Every record needs to come back as written, except for the pictures.

<<<<

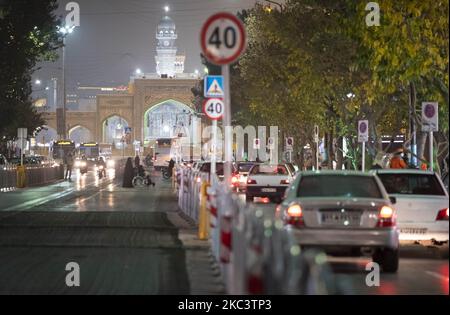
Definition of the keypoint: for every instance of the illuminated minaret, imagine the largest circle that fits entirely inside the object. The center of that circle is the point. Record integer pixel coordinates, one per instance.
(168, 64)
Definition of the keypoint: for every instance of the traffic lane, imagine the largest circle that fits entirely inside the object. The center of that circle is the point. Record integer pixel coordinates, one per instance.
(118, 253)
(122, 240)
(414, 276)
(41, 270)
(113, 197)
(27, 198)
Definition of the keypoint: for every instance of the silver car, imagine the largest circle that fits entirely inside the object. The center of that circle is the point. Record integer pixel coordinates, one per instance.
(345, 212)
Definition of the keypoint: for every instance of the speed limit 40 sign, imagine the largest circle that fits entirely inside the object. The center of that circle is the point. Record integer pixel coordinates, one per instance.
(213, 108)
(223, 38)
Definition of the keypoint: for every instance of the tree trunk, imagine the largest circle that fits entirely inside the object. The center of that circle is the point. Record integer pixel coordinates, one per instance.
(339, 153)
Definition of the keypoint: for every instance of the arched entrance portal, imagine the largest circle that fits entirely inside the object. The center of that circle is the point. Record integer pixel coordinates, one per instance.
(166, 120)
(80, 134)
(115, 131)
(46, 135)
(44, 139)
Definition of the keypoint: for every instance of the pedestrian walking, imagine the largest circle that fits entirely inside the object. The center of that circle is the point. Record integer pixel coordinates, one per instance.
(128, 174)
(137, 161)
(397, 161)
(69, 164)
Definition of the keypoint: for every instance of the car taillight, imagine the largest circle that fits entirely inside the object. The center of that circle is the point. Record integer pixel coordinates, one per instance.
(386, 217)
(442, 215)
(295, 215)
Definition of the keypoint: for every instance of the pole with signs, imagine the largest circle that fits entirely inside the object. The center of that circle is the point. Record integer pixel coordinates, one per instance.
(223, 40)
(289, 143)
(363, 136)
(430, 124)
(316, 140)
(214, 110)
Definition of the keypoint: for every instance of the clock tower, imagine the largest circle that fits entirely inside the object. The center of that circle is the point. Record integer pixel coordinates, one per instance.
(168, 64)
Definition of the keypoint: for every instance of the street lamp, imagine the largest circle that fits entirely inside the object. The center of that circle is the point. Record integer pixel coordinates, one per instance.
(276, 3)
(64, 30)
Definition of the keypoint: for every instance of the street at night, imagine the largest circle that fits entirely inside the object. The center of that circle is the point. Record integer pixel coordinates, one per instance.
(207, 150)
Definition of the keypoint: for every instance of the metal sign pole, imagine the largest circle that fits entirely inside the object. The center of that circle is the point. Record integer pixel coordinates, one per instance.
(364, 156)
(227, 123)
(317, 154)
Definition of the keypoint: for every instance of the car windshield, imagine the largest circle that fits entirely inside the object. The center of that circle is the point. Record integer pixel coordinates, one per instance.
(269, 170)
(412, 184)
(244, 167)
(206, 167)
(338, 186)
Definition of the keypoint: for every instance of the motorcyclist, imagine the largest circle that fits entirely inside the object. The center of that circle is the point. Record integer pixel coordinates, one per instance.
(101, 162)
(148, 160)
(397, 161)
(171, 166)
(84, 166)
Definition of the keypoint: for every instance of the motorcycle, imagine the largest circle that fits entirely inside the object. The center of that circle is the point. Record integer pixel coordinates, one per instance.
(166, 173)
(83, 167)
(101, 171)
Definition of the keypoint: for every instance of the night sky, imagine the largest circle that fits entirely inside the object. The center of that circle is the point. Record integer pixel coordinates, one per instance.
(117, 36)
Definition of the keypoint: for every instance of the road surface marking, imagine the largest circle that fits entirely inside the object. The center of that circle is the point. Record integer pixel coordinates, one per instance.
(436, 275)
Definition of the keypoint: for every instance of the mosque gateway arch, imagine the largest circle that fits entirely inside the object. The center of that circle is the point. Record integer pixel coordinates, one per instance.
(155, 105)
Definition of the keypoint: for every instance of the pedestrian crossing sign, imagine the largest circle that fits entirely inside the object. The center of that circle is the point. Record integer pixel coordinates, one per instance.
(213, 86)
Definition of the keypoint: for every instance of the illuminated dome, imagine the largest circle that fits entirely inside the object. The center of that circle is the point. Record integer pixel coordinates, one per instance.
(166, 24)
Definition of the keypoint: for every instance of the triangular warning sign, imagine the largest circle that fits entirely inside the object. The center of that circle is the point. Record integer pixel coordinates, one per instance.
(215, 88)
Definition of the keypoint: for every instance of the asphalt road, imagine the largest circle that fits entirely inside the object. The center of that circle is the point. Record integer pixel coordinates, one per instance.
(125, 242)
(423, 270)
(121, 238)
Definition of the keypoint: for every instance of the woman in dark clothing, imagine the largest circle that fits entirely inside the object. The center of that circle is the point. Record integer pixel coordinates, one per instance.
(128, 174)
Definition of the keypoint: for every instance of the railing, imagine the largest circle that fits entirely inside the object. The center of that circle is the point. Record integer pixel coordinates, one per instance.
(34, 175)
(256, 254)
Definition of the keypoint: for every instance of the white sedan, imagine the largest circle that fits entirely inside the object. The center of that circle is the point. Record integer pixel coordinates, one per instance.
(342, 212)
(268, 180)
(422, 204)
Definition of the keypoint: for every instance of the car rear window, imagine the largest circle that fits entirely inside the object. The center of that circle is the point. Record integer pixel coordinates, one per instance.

>>>>

- **OUTPUT OF THE EXERCISE**:
Definition of the keypoint: for every instance of the illuminated minaret, imagine the largest circle that fits entirely inside the object. The center of that circle is the point. Record integer pixel coordinates, one per instance.
(168, 64)
Definition of the keypoint: for every instance of the traffic lane, imagine the largest circle that fits entirely inside the object. The center of that circle is the point. Record integer pixel coordinates, one per instance.
(118, 253)
(122, 240)
(414, 276)
(41, 270)
(113, 197)
(27, 198)
Definition of the keypoint: for every instance of the silver car, imagine the largest circle that fits entirely inside the object. The center of that circle is the point. Record integer pixel coordinates, one per instance.
(345, 212)
Definition of the keypoint: for every instance of the speed limit 40 sign, imagine the largest circle that fits entirely inside the object. The center of that circle is the point. Record integer pixel coordinates, one per instance.
(213, 108)
(223, 38)
Definition of the keypoint: for every instance of the tree trunk, imagine the largest circle that fits entirely inside the object. The center of that circle is the point. Record integer pixel coordinates, one per instance.
(339, 153)
Definition of the keypoint: for every instance of the arched entrance portal, imagine the largest circle that fits entirely inside the object. The center of that circle is the point. Record integer pixel coordinates, one per instance.
(166, 120)
(80, 134)
(115, 131)
(46, 135)
(44, 139)
Definition of the keypoint: for every instance of the pedestrian walking, imagine the largest circle that fits entirely inside the object. The center of that circle is the point. Record integer pixel coordinates, one per instance.
(128, 174)
(137, 161)
(397, 161)
(69, 164)
Definition of the keypoint: for every instance of the car taillight, imagine the largest circle that fits entirely inside the object. The center of that circle is the point. Record integer pixel coordinates, one per instance.
(386, 217)
(442, 215)
(295, 215)
Definition of the keypoint: for every instance of the pole with signs, imagine the largest circle that fits entirely inside the object. The center of that circle is the point. Record integer pixel coordinates, one per instance.
(223, 40)
(289, 143)
(363, 136)
(430, 124)
(316, 140)
(214, 110)
Definition of the keypoint: for every instance of the clock tower, imagine the largest circle that fits entirely inside the object. The center of that circle is the point. Record integer pixel coordinates, one per instance.
(168, 64)
Definition of the keypoint: for every instance of the street lamp, imagine the largest circle that fits entirely inside the object. The center of that circle is the point. Record integer pixel coordinates, one per instance.
(276, 3)
(64, 30)
Definition of the keypoint: for every instance of the street at night, imagine the largest circle that fits entirely inside the object. The center of that circle is the point. Record integer pixel coordinates, one per instance.
(207, 150)
Definition of the keypoint: for every instance of the metal sign pole, imagine the largest circle that fits entirely inside the object. The center of that circle is the point. Record integer pixel coordinates, one per instance.
(364, 156)
(227, 123)
(317, 154)
Definition of the keypoint: for every instance of the car windshield, imagine the largest circle that fits entirely inside the object. The center of that circle is the point. Record integer pixel coordinates, one per instance.
(269, 170)
(412, 184)
(244, 167)
(206, 167)
(338, 186)
Definition of the keypoint: for every instance of the motorcyclist, imagine the largest circle that fits entirely inside the object. The center of that circle is the point. Record integer pixel coordinates, one per instance.
(101, 162)
(148, 160)
(397, 161)
(171, 166)
(84, 166)
Definition of the keypoint: for every instance of the motorcycle, imagine the largest circle that fits entirely inside the object. The center of that circle is the point. Record integer pixel coordinates, one per instance.
(166, 173)
(83, 167)
(101, 171)
Definition of the keypoint: for every instance of the night sky, imagine the largest circle that fits entirely inside the object. The center of that circle is the point. Record integer pixel coordinates, one per instance.
(117, 36)
Definition of the keypoint: for every instance of the road surface marking, imagine the largest circle that fits entirely inside the object. The center of that circle is the point. Record integer pixel coordinates, one per instance.
(436, 275)
Definition of the keypoint: for every instance of the mosque gateway arch, imagine the largest circle that fits entirely inside the object. The center of that circle is the point. Record integer pixel coordinates, one per instance.
(155, 105)
Definition of the keypoint: for every instance of the pedestrian crossing sign, imagine the largest circle that fits entirely inside the object. The center of that circle is the point. Record integer pixel coordinates, one per instance.
(213, 86)
Definition of the keypoint: for every instance of the illuminated dome, imagine the largest circle that fits entirely inside the object. The center of that circle is the point. Record integer pixel coordinates, one per instance.
(166, 24)
Definition of the keypoint: for every instance of the triangular warning sign, imagine the largest circle that fits entirely inside the object. The center of that circle is the point. Record integer pixel coordinates, one per instance.
(215, 88)
Definition of the keypoint: for every instance of the asphalt road, imagine the largest circle that fits entirely inside the object. The center of that circle is the point. Record integer pixel coordinates, one per instance.
(125, 242)
(423, 270)
(121, 238)
Definition of the keypoint: for every instance of the woman in dark clothing, imagine the largest circle that fits entirely inside the object. The center of that circle is the point. Record integer pixel coordinates, one per instance.
(128, 174)
Definition of the keypoint: for every instance of the railing, imagine the largest circle that fits entirely inside the object. The center of that circle is the point. Record integer pixel coordinates, one per instance.
(34, 175)
(256, 254)
Definition of the keypoint: for every instance of the white sedan, imagine the largest circle that fits entirely inside the object. The center of that circle is the point. Record integer pixel coordinates, one per instance.
(342, 212)
(268, 180)
(422, 204)
Definition of the keypoint: for every instance of the car rear window, imagine the largest circle that fits entirely inside the object. The center of that circle is the point. Record integer pixel coordinates, one per instance.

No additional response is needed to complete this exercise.